■ Text under study ■
*** Block opens ***

The Madagasar trip is primarily a nature trip, but I also acquiesced to Audrey’s request to include some of the craft workshops along the way. This morning we started out in a rock shop, with one of the salesmen hounding us about a good price he could offer on a pendant that Audrey had made eye contact with for more than six seconds. We left there in a bit of a rush and moved on to a workshop where they were making items out of zebu (oxen) horns. The process of boiling and cooking the zebu horn in order to make it pliable was a stinky one that had me questioning what we had gotten ourselves into, but as the artisan started cutting and polishing it into a spoon I actually moved from being mildly nauseous to fully impressed – the final product rivaled anything you would find in an art gallery in the US.
Our last stop was my favorite – the artist at the workshop cut up cans and bits of scrap metal to make finely-detailed miniatures. He demonstrated the process for making a miniature bike tire, which involved a tiny piece of a tin can to act as the wheel frame, a tiny piece of a spring to act as the hub, fishing wire as the spokes, and medical tubing as the tube. Bending, threading, and soldering those parts together into a tire that was barely two inches across took him a couple of minutes, and the fully-assembled bike showed an equal amount of attention to detail for the handlebars, frame, chain, etc. Final price for this tiny piece of art was less than $10 US. I bought two little cars from him (one of which is pictured below) that are actually fridge magnets – my first real souvenirs in more than nine weeks of travel – setting me back a grand total of $2 each.
From the magical toy emporium our route was south, and we spent the vast majority of the day driving to Ranomafana National Park. We stopped briefly in the afternoon for a coffee and a bathroom break – when we asked to use the bathroom we were led out of the back of the restaurant, down a flight of stairs, past a cage containing two chickens, a duck, and a goose, and up to two open doors. Madagascar is renowned in the guidebooks for its dirty bathrooms, and while we have been spared that horror thus far, Audrey’s first words upon entry were “Oh my God, it’s a hole in the ground”. And that’s what it was, quite literally a messy hole in the ground. In a very gross way, we have now been informally certified as genuine Madagascar travellers.
Today was the first day without lemurs in quite some time, but we’re meeting our guide at 7 AM tomorrow morning for a hike through some of Madagascar’s most pristine rain forest, so a new streak of lemur sightings should begin shortly.

*** Block closes ***

■ Your tasks ■
A - List each material that the Madagascar travel post says went into the miniature bike tire, along with the part it served as.
B - Please quote the Madagascar travel post word for word, beginning at the words "Today was the" and stopping after the words "should begin shortly.".

Region pointing data:
*** Block opens ***

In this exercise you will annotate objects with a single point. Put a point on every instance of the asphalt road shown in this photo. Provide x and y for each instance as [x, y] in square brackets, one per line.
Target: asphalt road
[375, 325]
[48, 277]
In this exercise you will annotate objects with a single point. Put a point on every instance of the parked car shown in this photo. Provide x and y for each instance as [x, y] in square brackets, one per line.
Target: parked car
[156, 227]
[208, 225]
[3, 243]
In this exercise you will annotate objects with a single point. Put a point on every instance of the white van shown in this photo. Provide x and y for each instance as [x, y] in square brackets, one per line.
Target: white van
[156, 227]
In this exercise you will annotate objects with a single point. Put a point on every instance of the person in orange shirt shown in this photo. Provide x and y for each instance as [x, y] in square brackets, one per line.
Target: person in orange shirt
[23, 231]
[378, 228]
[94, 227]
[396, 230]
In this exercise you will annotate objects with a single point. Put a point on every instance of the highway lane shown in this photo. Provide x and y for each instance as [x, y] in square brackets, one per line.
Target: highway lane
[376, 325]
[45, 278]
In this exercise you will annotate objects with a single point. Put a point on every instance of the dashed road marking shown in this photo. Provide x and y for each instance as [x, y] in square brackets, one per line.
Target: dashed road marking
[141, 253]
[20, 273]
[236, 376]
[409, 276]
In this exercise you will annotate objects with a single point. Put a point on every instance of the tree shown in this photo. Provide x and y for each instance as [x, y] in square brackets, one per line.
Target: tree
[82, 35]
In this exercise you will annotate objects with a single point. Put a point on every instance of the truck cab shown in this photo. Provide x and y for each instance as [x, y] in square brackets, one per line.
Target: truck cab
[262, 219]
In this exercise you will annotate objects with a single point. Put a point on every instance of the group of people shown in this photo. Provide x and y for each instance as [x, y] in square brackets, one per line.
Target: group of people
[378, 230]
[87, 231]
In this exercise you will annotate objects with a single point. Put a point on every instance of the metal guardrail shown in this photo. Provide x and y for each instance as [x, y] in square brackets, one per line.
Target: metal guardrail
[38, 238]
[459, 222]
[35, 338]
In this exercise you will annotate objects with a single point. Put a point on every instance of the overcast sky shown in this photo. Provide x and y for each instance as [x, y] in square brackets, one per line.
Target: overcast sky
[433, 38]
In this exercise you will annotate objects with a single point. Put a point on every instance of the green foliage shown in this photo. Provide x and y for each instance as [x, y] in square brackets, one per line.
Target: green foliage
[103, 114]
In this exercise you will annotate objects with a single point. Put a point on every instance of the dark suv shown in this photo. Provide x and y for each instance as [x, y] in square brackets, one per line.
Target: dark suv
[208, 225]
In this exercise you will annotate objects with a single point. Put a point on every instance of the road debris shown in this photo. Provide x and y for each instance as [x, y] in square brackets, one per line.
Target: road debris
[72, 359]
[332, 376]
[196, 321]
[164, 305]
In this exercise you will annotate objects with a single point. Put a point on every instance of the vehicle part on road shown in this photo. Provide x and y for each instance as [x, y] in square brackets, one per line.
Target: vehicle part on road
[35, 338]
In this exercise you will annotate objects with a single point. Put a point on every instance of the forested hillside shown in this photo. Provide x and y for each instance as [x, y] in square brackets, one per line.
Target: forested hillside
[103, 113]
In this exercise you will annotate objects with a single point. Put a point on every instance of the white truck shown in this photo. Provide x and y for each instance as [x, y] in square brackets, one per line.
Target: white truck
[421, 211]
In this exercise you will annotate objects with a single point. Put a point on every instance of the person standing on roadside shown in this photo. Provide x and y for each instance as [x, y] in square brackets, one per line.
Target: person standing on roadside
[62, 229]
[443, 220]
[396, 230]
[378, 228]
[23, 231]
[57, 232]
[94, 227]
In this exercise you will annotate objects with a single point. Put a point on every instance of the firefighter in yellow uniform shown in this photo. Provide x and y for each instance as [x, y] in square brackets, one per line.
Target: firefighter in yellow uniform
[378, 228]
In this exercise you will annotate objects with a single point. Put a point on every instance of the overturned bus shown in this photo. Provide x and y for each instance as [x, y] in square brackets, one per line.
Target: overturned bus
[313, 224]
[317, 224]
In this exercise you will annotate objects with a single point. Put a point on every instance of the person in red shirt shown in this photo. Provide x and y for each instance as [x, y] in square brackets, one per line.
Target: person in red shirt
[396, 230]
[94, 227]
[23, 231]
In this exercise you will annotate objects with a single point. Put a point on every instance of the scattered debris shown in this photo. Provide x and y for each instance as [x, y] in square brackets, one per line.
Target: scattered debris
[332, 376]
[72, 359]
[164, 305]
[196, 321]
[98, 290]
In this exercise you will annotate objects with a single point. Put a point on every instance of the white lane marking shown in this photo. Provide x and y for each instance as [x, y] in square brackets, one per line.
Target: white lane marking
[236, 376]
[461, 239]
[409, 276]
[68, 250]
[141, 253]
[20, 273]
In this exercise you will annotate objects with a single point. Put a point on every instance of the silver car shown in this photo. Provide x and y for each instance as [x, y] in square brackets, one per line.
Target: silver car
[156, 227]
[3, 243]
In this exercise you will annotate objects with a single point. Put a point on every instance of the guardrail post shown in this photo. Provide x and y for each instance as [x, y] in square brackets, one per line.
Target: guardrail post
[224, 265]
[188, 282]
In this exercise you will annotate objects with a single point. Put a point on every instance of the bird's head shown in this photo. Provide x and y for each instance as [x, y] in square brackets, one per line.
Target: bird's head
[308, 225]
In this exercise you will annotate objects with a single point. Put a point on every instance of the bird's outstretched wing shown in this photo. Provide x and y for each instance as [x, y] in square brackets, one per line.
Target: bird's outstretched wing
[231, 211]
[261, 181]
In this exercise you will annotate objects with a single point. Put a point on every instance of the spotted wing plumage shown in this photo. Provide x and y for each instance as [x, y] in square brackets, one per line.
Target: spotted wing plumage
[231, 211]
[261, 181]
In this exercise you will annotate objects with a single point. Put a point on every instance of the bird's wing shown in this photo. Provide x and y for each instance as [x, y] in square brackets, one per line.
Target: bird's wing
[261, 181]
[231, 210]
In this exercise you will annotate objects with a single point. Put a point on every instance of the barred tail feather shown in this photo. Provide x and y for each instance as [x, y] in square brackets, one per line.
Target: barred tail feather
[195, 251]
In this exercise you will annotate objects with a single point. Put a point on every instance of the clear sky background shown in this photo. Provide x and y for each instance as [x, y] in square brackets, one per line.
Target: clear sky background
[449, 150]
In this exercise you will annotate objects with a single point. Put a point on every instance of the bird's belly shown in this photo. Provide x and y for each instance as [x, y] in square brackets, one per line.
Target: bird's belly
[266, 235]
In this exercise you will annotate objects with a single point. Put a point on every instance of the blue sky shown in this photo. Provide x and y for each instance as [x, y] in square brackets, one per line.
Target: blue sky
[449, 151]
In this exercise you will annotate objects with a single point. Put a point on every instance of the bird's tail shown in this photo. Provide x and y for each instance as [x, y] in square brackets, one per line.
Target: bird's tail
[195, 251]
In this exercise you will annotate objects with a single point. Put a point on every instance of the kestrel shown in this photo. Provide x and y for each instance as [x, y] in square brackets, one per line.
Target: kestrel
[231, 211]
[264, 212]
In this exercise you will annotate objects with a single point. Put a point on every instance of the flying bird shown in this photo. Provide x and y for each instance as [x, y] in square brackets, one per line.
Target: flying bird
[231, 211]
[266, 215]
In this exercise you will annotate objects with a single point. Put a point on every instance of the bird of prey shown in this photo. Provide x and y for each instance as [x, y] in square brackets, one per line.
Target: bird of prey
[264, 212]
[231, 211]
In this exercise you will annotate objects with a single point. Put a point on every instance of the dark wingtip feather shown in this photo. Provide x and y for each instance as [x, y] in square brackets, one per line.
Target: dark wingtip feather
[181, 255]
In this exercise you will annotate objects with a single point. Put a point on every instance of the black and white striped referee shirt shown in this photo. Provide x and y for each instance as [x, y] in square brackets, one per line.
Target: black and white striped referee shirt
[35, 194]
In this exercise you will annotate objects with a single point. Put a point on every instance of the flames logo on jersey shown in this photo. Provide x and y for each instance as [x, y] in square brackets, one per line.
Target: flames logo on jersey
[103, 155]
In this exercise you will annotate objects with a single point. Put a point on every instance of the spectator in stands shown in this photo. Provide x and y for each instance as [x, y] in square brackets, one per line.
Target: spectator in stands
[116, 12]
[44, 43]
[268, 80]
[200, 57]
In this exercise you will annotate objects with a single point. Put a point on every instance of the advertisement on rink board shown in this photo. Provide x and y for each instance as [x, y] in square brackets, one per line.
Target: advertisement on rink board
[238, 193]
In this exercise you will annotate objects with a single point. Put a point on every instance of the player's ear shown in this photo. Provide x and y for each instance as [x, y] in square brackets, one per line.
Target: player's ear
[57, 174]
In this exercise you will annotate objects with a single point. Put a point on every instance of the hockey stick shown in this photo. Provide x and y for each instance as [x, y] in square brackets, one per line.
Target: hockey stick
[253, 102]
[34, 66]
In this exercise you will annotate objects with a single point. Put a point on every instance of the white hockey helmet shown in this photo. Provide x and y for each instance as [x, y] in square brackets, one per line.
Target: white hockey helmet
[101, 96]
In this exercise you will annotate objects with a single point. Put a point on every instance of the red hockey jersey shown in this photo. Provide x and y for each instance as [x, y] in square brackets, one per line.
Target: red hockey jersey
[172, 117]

*** Block closes ***

■ Solutions to the problems ■
A -
- A tiny piece of a tin can: the wheel frame
- A tiny piece of a spring: the hub
- Fishing wire: the spokes
- Medical tubing: the tube

B -
Today was the first day without lemurs in quite some time, but we’re meeting our guide at 7 AM tomorrow morning for a hike through some of Madagascar’s most pristine rain forest, so a new streak of lemur sightings should begin shortly.